◆ **Excerpted text**:
──────────

"Queen of Rain" is a pop ballad by Swedish duo Roxette. It was released on 28 October 1992 as the second single from their fourth studio album, Tourism (1992). The song became a top twenty hit in Belgium, the Netherlands, Spain and Sweden, and spent over three months on the German Singles Chart, where it peaked at number nineteen.

Background and recording
The song was recorded in July 1990 at EMI Studios in Stockholm during sessions for their 1991 album Joyride. It was originally set to appear as that album's final track, but was excluded in favour of "Perfect Day". However, the closing notes and sound effects contained on the outro of the album version of "Things Will Never Be the Same" – the track which precedes "Perfect Day" on Joyride – can still be heard over the crowd noise contained on the intro of "Queen of Rain". Roxette later recorded a Spanish version of the track, titled "Una reina va detrás de un rey" ("A Queen Goes After a King"), for their 1996 compilation album Baladas en Español.

──────────

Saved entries
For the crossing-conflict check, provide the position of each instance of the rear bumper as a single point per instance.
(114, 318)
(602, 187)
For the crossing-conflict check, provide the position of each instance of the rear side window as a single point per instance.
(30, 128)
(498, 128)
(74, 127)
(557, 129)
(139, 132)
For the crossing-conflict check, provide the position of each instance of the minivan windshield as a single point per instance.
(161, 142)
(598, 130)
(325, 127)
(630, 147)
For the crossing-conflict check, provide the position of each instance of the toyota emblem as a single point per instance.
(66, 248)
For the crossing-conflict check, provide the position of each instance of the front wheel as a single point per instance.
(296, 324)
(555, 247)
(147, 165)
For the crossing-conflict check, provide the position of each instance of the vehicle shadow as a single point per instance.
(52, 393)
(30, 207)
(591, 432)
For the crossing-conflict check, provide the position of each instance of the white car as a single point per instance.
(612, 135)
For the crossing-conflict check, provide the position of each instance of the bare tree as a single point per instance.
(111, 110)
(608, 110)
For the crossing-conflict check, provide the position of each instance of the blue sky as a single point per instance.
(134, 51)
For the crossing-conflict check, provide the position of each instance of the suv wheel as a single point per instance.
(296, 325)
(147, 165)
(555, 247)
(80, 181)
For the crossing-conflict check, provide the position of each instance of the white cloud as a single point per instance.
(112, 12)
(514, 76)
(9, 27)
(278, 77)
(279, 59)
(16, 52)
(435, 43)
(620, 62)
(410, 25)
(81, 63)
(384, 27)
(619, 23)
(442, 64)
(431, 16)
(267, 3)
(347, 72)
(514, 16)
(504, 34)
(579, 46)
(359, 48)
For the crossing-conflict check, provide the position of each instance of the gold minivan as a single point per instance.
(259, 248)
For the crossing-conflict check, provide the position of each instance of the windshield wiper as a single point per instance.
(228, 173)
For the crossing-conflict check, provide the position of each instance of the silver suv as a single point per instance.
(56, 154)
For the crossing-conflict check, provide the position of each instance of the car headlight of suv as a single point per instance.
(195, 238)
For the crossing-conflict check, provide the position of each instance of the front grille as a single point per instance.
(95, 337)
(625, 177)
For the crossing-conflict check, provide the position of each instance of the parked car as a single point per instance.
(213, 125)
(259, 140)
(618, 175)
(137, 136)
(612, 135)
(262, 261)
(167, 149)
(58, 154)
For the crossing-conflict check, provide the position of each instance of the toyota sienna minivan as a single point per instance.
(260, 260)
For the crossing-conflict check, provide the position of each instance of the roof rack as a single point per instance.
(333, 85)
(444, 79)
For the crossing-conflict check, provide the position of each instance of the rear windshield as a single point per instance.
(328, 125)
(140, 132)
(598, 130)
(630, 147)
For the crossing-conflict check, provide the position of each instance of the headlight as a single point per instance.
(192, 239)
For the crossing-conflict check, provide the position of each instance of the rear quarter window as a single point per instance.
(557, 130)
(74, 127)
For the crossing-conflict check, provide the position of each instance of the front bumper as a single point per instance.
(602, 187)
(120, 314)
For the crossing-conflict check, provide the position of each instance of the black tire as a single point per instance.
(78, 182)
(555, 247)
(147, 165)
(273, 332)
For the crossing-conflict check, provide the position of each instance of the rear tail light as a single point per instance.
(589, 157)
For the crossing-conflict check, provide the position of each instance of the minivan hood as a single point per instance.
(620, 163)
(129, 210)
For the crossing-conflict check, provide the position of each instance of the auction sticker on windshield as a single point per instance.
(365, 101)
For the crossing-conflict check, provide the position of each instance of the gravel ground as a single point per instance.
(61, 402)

──────────

◆ **Tasks to carry out**:
(1) Please list every album named in the song text.
(2) Pick out each line of the records that contains the word "rear", and copy those lines.
The records have no connection to the song text.

◆ **Exercise responses**:
(1) Tourism, Joyride, Baladas en Español

(2)
For the crossing-conflict check, provide the position of each instance of the rear bumper as a single point per instance.
For the crossing-conflict check, provide the position of each instance of the rear side window as a single point per instance.
For the crossing-conflict check, provide the position of each instance of the rear windshield as a single point per instance.
For the crossing-conflict check, provide the position of each instance of the rear quarter window as a single point per instance.
For the crossing-conflict check, provide the position of each instance of the rear tail light as a single point per instance.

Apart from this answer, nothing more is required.